▸ Excerpted passage

Tag:Joe Maddon
Posted on: May 12, 2010 8:10 pm

Two Billmeyer friends amused by accusations

ANAHEIM, Calif. -- As word of Phillies bullpen coach Mick Billmeyer getting busted with binoculars and allegedly stealing signs boomeranged around the game Wednesday, two men who worked with Billmeyer a decade ago found the idea of Billmeyer doing such a dastardly deed laughable.

"I hate to throw him under the bus but, knowing him, I'm sure it had nothing to do with signs," said Tampa Bay manager Joe Maddon, who, during his 31 years in the Angels' organization, became friends with Billmeyer (who was the Angels' bullpen/workout coordinator from 1994-1999).

"I'd bet on it. I can say that because he's a single guy."

Across the field here Wednesday, one of Billmeyer's former roommates -- Angels pitching coach Mike Butcher -- chuckled and agreed.

"I honestly believe he was either checking out the scenery," said Butcher, who lived with Billmeyer for a time when Butcher was pitching for the Angels (1992-1995), "or checking out his own catcher.

"I know he's the catching instructor there. I wouldn't be surprised if he was bearing down on his own guy."

▸ Image-grounded pointing data

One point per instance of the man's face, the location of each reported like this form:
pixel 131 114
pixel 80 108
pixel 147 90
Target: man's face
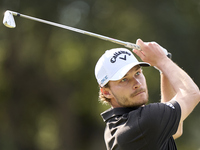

▸ Task 1
In the article about Mick Billmeyer, what role did he hold with the Angels from 1994 to 1999?
▸ Task 2
Please reproduce the text of the article about Mick Billmeyer between "Tag:Joe Maddon" and "dastardly deed laughable.", inclusive.
The listing is not used in any of this.

▸ Exercise output 1
Bullpen/workout coordinator.

▸ Exercise output 2
Tag:Joe Maddon
Posted on: May 12, 2010 8:10 pm

Two Billmeyer friends amused by accusations

ANAHEIM, Calif. -- As word of Phillies bullpen coach Mick Billmeyer getting busted with binoculars and allegedly stealing signs boomeranged around the game Wednesday, two men who worked with Billmeyer a decade ago found the idea of Billmeyer doing such a dastardly deed laughable.